*Apply what you read*
1 - According to the passage on the Princess Theatre remodeling, in what year was the house at 329 S. Fifth Street renamed the Lincoln Theatre?
2 - Write the next part of the passage on the Princess Theatre remodeling, picking up after its final sentence.

(Selected text)

Bullard & Bullard did design a theater that was later called the Lincoln, but it was a remodeling job, the house was called the Princess Theatre at the time, and the project was done in 1920. This article from the April 3 issue of trade journal Motion Picture News that year is datelined Springfield, Mass, but the body of the article mentions central Illinois as the location of the theater, so it had to have been the house at 329 S. Fifth Street that was renamed the Lincoln Theatre in 1928.
“Springfield, Mass., House to be Entirely Remodelled [sic] During Coming Summer
“Bullard and Bullard Are Drawing Plans to Bring Princess Theatre Up-to-Date
“THE Princess theatre, which W. W. Watts recently secured, will be thoroughly remodeled during the coming summer. Bullard and Bullard, architects, have prepared plans which will greatly alter the size and appearance of the playhouse.

(End Selected text)
(Stored data)

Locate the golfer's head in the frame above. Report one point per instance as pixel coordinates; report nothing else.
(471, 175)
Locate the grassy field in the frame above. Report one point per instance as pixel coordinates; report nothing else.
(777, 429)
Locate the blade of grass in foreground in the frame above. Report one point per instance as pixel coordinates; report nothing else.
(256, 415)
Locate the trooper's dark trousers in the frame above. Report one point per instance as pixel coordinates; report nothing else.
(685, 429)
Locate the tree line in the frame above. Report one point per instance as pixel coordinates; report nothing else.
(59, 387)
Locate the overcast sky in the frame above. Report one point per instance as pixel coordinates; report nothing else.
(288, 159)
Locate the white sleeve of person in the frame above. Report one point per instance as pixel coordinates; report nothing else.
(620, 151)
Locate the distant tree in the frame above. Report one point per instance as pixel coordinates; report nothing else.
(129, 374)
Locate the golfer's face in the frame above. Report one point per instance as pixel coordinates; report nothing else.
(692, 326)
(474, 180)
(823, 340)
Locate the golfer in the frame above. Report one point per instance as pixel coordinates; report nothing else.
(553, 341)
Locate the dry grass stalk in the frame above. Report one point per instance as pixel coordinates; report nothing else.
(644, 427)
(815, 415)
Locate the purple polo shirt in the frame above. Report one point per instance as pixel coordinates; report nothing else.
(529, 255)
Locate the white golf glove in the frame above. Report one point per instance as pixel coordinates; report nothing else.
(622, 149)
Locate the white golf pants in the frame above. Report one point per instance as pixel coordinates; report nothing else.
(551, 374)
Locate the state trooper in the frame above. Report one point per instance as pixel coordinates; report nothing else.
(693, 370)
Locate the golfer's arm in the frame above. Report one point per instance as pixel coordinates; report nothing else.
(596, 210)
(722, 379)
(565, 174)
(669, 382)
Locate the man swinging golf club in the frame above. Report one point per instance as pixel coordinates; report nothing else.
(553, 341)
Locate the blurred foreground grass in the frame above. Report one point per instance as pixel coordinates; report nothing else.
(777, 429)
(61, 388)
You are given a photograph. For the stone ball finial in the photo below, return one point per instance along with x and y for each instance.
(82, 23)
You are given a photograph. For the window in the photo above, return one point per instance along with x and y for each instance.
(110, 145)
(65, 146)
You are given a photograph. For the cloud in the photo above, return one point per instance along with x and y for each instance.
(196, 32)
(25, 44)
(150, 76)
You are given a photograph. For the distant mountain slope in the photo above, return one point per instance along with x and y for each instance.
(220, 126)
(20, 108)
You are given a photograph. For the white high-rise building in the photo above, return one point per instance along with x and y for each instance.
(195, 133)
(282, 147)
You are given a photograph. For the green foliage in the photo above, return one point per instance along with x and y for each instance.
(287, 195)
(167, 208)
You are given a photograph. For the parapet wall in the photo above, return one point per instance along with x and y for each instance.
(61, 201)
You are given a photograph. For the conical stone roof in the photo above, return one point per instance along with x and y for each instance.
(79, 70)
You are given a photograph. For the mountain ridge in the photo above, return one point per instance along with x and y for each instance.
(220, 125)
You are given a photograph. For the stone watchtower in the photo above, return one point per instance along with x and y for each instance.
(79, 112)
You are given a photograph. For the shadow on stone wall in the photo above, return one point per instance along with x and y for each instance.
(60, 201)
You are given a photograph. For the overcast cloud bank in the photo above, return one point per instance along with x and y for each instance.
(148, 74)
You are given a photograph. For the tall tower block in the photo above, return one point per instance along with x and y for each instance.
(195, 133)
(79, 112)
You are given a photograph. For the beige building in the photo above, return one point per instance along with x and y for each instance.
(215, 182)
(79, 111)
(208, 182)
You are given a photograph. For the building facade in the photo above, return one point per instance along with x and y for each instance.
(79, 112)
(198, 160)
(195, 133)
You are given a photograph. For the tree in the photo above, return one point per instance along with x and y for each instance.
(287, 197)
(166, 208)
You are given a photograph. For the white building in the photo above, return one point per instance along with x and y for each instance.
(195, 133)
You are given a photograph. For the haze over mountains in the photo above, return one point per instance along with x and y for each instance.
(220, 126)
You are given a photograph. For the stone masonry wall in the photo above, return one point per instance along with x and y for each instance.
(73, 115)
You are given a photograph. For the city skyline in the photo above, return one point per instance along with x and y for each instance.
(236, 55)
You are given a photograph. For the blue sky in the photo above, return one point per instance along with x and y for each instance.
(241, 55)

(End Stored data)

*Results of the exercise*
1 - 1928

2 -
“The main floor will be extended 30 feet and dropped 32 inches, which will permit the installation of about 400 new seats on the ground floor. The entire second floor of the building will be taken out and a balcony and mezzanine floor put in, which will allow about 500 new seats to be added. This will make the Princess the largest theatre in the city in number of seats.
“The new lobby will occupy part of the present lobby and also the entire room occupied at present by the Metcalf Company. It will be decorated and finished in the latest style and will be a promenade second to none. The box-office will be on the Fifth street side, making it convenient for ticket purchasers.
“The interior of the house will be done over and Watts expects to make it the most beautiful in central Illinois. The best ideas in use in the leading theatres in the country will be utilized in the finishing of the playhouse.
“A beautiful new canopy will be added to the front of the building, which will not only be an ornament but also a beneficial addition to the theatre. A handsome electric sign will also be conspicuous when the theatre is finished.
“Watts will also take possession of the Lyric theatre about the first of July and extensive improvements will be made on it. The Gaiety will also be gone over, enlarged and redecorated,- and many new seats installed.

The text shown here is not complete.